Document text
=====
His latest track “Strangers That Listen” feature the ethereal vocals of Constance Pennycuick. The track is accompanied with a video courtesy of the filmmaker Ben Glasgow. It was shot in Dunbar to a backdrop of stunning views of the area where Connie grew up.

The track "Smoke a Kipper" made number 17 in the top 100 Scottish songs of 2023 published by the Scottish Herald newspaper.The single "The Strangest Times" was championed by Guy Monnington on Amazing Radio who included the track in his `Against the grain playlist` The video for the track was shortlisted for video of the year by The Weekender magazine.

Alex Tronic's single "A Voice for the Silent" features the words of Australian philanthropist and animal rights activist Philip Wollen. Tronic has also had success with "Feels Like Falling", his second collaboration with Scots chanteuse Shuna Lovelle. The EP peaked at number 1 in iTunes Lounge charts in February 2018. The single has been heavily rotated on the influential radio station Chill FM. The previous single "Brave About It" released in July 2017 also made number 1 on the iTunes lounge charts.

This EP was a follow-up to the critically acclaimed CD Nature Flow which was presented as Alex Tronic V Leith Bass Team. Nature Flow has received millions of hits on the streaming service Spotify. Alex Tronic debuted on vinyl with a record entitled Mind Matters/Obsessional, which was released by Peyote Records. According to Is this music? magazine, he has mastered the "rare trick of blending familiarity with innovation" within his unique style of electronica and dance music.

Alex Tronic's debut album To Infinity was released on his own eponymous label Alex Tronic Records in 2009. The "Back in the Room EP" release followed in 2010, and Shifting Sands album was released in 2011.

Electricals EP by Alex Tronic (2012) features vocalist Kirsty Brown and also includes remixes by ATR artist Snakestyle. The ideas and recordings for the EP began during Summer 2011, when Croan relocated to Ibiza to DJ and record. The EP was completed in Edinburgh during winter 2011/12.
=====
Entries supplied

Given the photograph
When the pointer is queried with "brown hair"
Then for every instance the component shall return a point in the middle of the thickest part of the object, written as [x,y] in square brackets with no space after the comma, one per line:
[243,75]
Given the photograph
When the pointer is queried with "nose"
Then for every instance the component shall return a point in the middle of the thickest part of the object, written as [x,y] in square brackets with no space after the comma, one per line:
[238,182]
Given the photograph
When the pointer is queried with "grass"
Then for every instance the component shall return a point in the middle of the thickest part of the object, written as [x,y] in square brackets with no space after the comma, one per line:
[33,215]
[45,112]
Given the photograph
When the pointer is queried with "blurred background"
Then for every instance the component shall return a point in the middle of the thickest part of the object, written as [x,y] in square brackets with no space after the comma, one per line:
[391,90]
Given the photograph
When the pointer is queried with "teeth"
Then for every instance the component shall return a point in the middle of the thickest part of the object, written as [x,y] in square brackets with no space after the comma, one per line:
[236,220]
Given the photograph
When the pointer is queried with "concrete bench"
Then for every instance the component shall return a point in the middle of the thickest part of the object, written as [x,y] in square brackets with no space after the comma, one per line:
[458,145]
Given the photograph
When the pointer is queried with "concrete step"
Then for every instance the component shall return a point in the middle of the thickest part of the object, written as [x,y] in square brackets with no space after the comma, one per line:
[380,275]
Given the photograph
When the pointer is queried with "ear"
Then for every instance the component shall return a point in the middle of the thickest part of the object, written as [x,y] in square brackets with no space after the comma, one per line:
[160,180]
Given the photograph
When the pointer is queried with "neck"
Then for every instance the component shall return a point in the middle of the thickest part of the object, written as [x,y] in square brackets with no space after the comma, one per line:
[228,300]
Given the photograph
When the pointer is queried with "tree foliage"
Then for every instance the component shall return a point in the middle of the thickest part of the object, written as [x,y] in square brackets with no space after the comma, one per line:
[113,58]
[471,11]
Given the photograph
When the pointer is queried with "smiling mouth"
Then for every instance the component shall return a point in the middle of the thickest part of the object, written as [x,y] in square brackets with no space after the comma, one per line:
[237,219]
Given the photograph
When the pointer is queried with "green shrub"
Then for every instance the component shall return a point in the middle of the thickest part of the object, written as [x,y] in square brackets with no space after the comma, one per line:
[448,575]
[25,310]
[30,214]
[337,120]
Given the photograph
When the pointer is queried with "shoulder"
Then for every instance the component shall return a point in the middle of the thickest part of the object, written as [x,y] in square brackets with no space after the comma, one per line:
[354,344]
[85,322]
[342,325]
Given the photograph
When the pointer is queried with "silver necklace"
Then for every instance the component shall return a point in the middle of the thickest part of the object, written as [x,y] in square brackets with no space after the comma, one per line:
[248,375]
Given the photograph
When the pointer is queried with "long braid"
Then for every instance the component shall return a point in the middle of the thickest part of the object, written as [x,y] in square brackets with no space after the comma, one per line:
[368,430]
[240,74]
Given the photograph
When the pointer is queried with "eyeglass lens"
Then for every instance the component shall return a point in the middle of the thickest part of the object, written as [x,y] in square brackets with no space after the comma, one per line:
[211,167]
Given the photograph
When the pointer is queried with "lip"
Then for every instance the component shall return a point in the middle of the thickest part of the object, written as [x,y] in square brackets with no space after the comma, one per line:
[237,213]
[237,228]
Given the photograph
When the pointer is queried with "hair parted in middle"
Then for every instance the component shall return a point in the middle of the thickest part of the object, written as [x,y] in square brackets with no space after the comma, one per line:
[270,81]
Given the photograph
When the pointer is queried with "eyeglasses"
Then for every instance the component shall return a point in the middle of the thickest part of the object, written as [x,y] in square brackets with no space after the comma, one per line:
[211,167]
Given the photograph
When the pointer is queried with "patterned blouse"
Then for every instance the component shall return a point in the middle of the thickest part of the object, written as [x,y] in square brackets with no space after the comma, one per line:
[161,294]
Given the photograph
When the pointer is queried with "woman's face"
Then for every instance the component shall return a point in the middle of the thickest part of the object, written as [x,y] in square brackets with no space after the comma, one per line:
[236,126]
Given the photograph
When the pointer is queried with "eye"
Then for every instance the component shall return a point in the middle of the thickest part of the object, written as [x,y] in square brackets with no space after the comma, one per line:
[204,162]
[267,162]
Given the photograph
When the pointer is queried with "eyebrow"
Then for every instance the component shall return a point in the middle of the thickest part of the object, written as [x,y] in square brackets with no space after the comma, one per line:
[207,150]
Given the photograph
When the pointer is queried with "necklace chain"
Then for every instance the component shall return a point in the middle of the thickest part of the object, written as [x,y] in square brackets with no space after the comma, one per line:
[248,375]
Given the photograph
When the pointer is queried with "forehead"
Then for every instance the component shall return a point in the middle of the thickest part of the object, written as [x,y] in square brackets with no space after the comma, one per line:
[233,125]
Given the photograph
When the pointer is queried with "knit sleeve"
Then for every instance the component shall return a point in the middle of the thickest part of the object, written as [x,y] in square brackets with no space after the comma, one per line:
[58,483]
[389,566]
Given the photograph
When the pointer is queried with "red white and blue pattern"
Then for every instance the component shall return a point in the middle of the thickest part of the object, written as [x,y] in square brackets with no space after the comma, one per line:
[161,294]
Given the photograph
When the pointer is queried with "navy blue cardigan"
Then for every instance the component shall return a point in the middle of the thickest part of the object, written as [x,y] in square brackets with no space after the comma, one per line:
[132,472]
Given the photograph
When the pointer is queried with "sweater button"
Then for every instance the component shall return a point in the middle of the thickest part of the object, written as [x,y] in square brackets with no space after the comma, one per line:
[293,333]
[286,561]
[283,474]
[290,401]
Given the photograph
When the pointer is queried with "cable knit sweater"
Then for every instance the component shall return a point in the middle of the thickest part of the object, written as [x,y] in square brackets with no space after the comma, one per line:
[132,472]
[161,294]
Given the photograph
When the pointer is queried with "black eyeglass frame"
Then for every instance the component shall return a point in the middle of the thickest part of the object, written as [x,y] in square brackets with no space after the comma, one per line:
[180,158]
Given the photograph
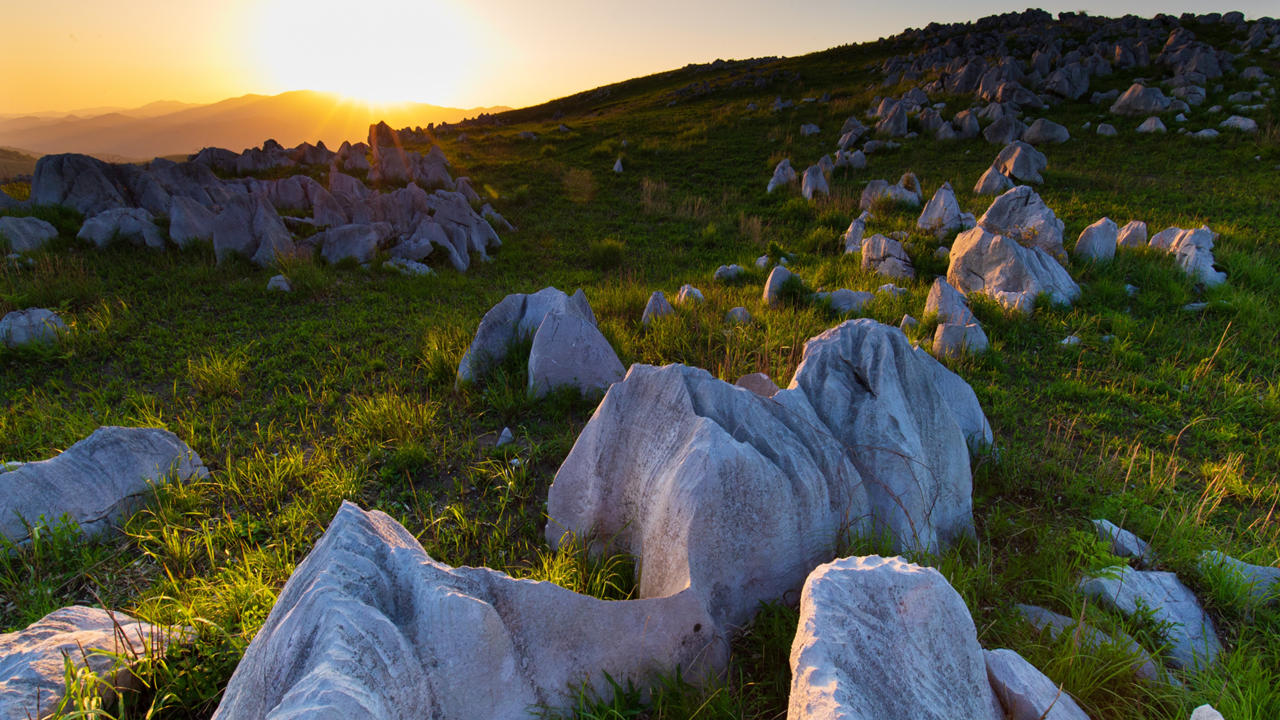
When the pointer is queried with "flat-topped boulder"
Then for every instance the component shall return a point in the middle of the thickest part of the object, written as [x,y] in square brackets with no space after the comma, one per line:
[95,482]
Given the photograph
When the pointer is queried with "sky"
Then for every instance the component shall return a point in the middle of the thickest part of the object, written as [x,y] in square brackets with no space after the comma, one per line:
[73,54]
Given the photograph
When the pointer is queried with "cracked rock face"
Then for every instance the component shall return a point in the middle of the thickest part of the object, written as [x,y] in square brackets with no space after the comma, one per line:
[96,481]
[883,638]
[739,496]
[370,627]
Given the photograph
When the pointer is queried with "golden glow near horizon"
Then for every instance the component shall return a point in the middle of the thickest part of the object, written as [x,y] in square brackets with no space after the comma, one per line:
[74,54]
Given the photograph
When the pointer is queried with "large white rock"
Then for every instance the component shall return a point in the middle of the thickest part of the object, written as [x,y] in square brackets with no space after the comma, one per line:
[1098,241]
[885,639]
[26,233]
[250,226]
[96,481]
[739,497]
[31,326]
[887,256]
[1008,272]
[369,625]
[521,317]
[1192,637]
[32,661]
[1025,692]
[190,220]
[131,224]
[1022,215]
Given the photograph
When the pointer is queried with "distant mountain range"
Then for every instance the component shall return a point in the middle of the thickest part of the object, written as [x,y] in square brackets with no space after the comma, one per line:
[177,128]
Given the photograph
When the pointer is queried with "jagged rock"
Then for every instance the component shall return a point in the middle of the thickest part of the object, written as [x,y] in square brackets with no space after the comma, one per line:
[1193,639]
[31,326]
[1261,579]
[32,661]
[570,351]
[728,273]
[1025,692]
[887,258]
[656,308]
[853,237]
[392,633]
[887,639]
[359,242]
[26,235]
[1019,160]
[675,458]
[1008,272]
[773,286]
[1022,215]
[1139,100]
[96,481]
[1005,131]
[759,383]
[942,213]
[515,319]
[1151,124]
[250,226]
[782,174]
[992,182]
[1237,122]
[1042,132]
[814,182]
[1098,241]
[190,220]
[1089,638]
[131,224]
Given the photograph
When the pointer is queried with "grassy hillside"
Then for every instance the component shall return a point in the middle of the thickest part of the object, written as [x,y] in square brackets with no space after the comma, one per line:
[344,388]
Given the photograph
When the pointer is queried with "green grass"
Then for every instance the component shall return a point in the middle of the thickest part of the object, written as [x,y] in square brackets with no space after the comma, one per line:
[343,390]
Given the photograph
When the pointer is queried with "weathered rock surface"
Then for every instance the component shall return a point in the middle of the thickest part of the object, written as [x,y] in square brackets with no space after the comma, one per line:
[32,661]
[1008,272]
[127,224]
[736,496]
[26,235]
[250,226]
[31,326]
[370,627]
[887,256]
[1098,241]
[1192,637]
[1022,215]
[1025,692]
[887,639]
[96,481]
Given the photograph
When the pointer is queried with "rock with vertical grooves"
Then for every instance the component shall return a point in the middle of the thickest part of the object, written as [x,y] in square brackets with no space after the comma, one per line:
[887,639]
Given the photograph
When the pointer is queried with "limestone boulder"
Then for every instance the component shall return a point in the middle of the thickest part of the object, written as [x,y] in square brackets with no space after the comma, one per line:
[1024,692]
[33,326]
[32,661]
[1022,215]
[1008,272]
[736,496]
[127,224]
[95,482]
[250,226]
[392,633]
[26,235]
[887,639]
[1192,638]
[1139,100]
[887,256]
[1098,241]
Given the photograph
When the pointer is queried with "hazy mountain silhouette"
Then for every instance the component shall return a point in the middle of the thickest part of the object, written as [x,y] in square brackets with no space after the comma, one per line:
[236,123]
=====
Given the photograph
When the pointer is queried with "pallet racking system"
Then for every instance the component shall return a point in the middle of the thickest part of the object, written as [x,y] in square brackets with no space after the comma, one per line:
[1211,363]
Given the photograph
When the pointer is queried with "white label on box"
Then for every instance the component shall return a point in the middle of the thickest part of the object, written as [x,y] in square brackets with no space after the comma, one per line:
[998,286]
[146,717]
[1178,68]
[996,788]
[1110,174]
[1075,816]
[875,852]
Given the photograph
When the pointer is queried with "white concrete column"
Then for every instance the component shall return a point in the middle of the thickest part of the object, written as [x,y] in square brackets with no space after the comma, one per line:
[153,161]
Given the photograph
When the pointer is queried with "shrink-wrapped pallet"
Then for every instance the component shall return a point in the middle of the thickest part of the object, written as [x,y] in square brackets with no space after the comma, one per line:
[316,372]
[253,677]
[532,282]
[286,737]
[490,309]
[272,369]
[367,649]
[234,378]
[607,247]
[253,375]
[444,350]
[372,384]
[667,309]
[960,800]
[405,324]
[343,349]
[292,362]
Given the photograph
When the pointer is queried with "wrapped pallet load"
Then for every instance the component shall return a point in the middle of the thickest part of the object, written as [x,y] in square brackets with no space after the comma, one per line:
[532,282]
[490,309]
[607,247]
=====
What needs to be done
List each place the Alex Tronic text names as a location where a video was filmed or music was recorded or finished.

Solution
Dunbar, Ibiza, Edinburgh